▸ **MATERIAL FOR THIS EXERCISE**:
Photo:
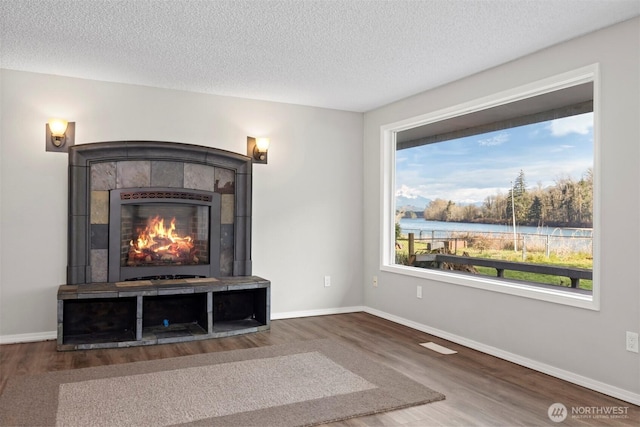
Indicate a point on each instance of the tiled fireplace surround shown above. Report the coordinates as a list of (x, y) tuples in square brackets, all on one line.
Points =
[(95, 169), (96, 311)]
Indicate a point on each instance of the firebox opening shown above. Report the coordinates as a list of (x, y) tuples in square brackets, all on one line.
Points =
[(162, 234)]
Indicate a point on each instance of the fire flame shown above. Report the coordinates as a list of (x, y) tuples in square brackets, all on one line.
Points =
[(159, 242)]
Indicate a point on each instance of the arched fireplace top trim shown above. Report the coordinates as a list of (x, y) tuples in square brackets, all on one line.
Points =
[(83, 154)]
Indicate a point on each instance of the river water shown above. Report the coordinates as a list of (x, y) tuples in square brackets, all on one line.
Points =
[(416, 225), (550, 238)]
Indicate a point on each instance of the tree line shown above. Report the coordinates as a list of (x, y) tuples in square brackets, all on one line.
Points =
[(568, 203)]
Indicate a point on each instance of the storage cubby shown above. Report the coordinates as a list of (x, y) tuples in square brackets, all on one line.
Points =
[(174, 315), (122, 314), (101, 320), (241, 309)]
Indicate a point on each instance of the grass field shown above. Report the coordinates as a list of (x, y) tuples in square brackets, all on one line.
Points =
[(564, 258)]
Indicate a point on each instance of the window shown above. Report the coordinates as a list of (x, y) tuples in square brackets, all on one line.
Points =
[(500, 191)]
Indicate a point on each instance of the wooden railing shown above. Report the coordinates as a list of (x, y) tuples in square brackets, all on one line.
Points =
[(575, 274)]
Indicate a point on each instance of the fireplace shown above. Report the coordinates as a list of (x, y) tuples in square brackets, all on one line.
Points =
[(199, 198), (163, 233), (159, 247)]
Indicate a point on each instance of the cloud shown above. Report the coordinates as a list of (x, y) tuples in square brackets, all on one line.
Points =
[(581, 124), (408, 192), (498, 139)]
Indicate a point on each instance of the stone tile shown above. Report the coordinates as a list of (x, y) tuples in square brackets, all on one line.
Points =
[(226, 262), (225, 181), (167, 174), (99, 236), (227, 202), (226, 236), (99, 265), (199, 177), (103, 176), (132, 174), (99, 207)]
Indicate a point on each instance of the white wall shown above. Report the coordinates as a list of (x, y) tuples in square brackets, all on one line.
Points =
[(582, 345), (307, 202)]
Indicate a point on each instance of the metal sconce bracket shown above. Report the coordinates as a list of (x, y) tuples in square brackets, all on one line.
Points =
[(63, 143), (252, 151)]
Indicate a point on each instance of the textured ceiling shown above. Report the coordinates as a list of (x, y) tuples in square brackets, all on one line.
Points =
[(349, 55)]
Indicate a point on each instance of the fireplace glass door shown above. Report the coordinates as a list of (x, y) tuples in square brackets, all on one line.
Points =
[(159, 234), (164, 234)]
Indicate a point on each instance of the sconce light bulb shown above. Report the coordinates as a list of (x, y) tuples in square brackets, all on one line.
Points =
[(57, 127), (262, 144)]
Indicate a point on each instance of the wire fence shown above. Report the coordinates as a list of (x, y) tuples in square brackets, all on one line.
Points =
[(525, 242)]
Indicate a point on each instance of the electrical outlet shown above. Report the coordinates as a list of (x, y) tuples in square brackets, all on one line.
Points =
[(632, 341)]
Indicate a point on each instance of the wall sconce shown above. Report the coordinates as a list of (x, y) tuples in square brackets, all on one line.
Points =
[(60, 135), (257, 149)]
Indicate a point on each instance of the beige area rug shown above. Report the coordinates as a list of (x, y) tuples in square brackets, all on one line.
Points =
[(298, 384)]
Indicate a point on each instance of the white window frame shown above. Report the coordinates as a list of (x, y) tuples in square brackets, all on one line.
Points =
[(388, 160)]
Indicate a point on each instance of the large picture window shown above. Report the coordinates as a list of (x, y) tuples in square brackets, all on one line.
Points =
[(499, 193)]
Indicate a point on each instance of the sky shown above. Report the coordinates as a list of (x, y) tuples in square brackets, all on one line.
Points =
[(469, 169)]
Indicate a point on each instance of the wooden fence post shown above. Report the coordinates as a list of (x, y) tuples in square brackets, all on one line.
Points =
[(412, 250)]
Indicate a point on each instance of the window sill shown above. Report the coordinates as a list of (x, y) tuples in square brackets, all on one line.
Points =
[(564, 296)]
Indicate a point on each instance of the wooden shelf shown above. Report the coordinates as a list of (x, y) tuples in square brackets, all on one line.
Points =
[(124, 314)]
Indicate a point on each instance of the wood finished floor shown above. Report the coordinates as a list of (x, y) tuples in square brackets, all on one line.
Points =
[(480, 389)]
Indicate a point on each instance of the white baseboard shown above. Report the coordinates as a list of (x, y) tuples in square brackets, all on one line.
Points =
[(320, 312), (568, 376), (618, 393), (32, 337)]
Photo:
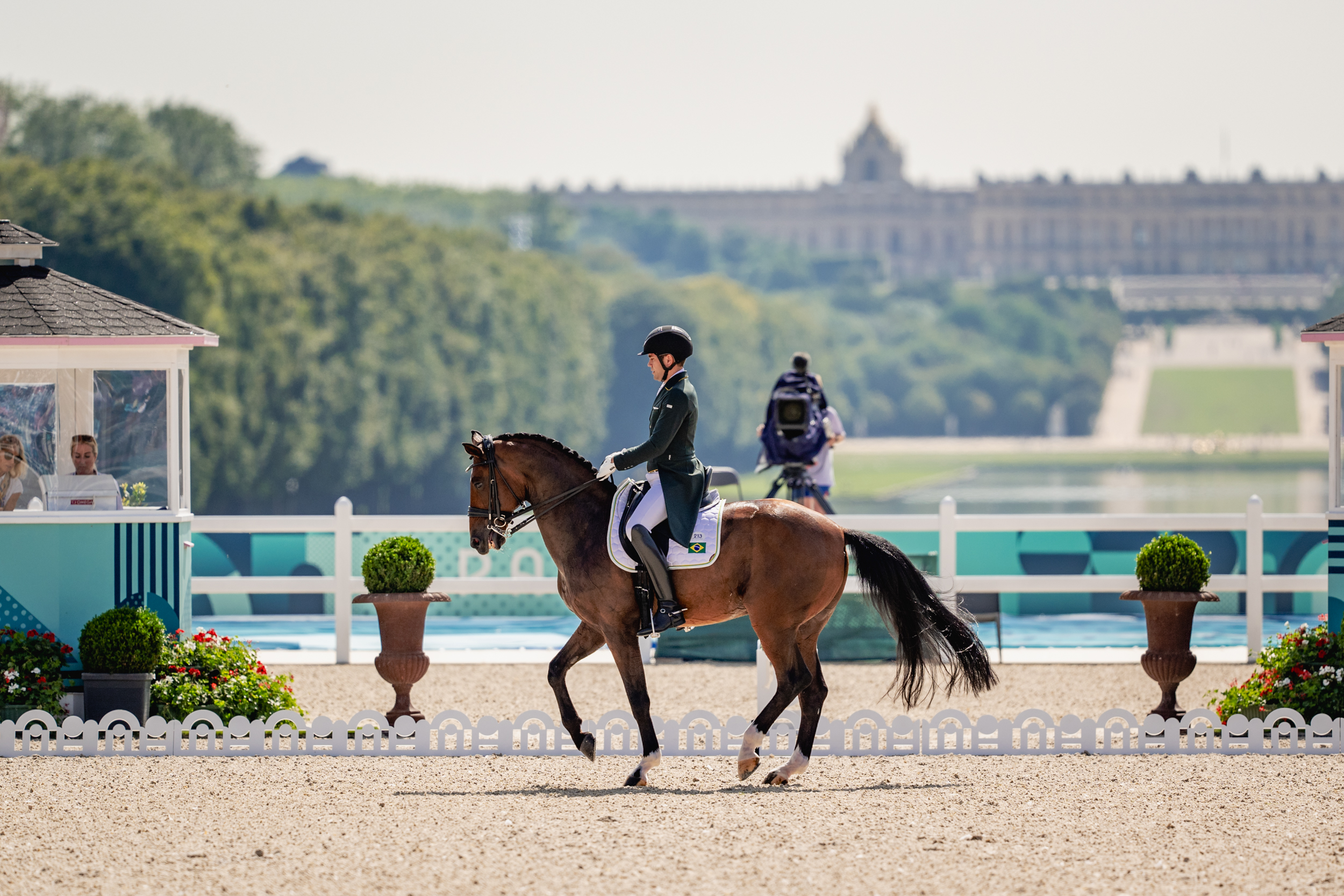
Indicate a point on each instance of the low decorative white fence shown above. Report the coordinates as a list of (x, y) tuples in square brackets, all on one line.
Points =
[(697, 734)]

▸ **WORK TO BE COMPLETED**:
Reproduce all of the items above word for word, omitting the pictures.

▸ **FINISHED EXERCISE**:
Photo:
Indicate a point on each instance of the tiled fireplace surround shown above. Report the coordinates as a list of (x, y) tuples in square brackets, all on one line.
Points =
[(95, 169), (96, 311)]
Indicate a point on each instance of the firebox opening shown above. Report the coordinates as a list of (x, y) tuples in square brackets, all on one line.
Points =
[(162, 234)]
Indicate a point on each instance of the fire flame shown above. Report the coordinates as a list of (x, y) tuples in square brackets, all on one line.
Points =
[(159, 242)]
Indicate a point on each instance of the arched fireplace top trim shown above. Report the coordinates as a list of (x, y) tuples in square brackets, all on one line.
Points =
[(83, 154)]
Indicate a point on each instance of the river water shown above. Report the coordinates as a list of (x, y) tuples in square brackets, all on one line.
Points =
[(416, 225), (550, 238)]
Indicate a point on each instance of the tree line shown above. Report the coordinates as a list of (x, y) tuples in square brackets, all on one line.
Points =
[(568, 203)]
Indicate a point on each instance of the storage cubby shown above. Report the coordinates as a list of (x, y) tuples in square brackets, all on one line.
Points =
[(174, 315), (122, 314), (101, 320), (241, 309)]
Indicate a point on each instance of the grass field shown above. Report the coordinates as a list of (x, y) tuples in square brackets, all on one line.
Points =
[(564, 258)]
Indicate a point on each instance of the window shown above. Report the coordinates as a list of (x, y) tuples in square brackets, all on one line.
Points =
[(500, 191)]
Indicate a point on each instance of the wooden railing shown above. Report the coordinates as a list of (x, y) tuples in square brackets, all on one line.
Points =
[(575, 274)]
Indicate a point on each instance of the fireplace shown above. Report the coordinates as a list of (x, y) tuples in square brackets, all on one line.
Points =
[(199, 198), (163, 233), (159, 247)]
Indicate a point on each instance of the cloud shown above. Report the coordinates as a list of (x, y) tuples in square brackets, all on one line.
Points =
[(581, 124), (408, 192), (498, 139)]
Indicate a point on each instance of the stone tile shown above. Report the coordinates as a list of (x, y) tuples in square brackets, all on one line.
Points =
[(226, 262), (225, 181), (167, 174), (99, 236), (227, 202), (226, 236), (99, 265), (199, 177), (103, 176), (132, 174), (99, 207)]
Indicate a point on each instance of the white wall shown above. Report the coordinates as a list of (x, y) tuples in square brackets, all on one line.
Points =
[(582, 345), (307, 202)]
Indicate a point on each instance of the metal sconce bracket shown above. Report the coordinates as a list of (x, y) tuples in square brackets, all on one line.
Points =
[(63, 143), (252, 151)]
Indicate a point on each instance of the textured ceiling shown above. Report the coordinates as a list of (x, y) tuples in square brackets, all on one line.
Points =
[(349, 55)]
Indicate a point on each instance of the fireplace glass door shown above. Report the coordinates as a list of (x, y) tuples in square brackets, all on one line.
Points =
[(159, 234), (164, 234)]
Indicate a point on each instance of the sconce light bulb shown above. Report the coordinates as a list of (x, y) tuples in square brackets, all on one line.
Points =
[(57, 127), (262, 144)]
Indicate a point on each instance of the wire fence shown above. Report the coordinates as a list of (x, y) tuples in square brackets, all on one line.
Points =
[(525, 242)]
Indicate a point on each instance of the electrical outlet shown above. Report the coordinates as a list of (x, y) tuples in square brackets, all on one line.
Points =
[(632, 341)]
Indicate a point on each instance of the wall sconce shown above. Report the coordinates as a list of (x, y) tuples in square brackets, all on one line.
Points =
[(60, 135), (257, 149)]
Indicate a point on each instance of the beige area rug shown above. Report the coordinates as a list of (x, y) tuples in square brackets, all on one line.
Points =
[(298, 384)]
Indicate a point on each instance of the white window frame shown above. Report the coordinates as a list of (x, y) tuples in square brackets, all on one line.
Points =
[(388, 160)]
Indicate a point on each instance of the large picture window shown above. Report the coordinates as a list of (x, y) tuples in square brackets, all on one line.
Points =
[(499, 193)]
Indicate a point on each instance of the sky shown above. Report the coordinates as a list of (x, y) tuples in square brackets, all on one line.
Points =
[(469, 169)]
Indicate a point on each instance of the wooden fence post shown above. Report the coordinates as a list of (x, y) tuples in square brackets, all on one line.
Points =
[(412, 250)]
Indicate a point on each instance of the window sill shown above. Report the coordinates as a list of (x, y) tuples in square brackets, all on one line.
Points =
[(564, 296)]
Indicate a point on each instance of the wooden shelf shown above. Report the coordinates as a list of (x, y) tuples in square brackets, all on one line.
Points =
[(124, 314)]
Indicate a point on each instance of the wood finished floor shown above. Report the coordinates as a list of (x, y) tuples in square brackets, all on one line.
Points =
[(480, 389)]
Indicate a point on each instance of the white baseboard shown above. Report the coordinates as a list of (x, y) tuples in square brackets, all on one line.
Points =
[(320, 312), (568, 376), (618, 393), (32, 337)]
Photo:
Indicate a point on each instance of the low decorative white fence shown above. Report the coordinates as a list of (x, y) tuples in square brackets, all on one line.
Points =
[(697, 734)]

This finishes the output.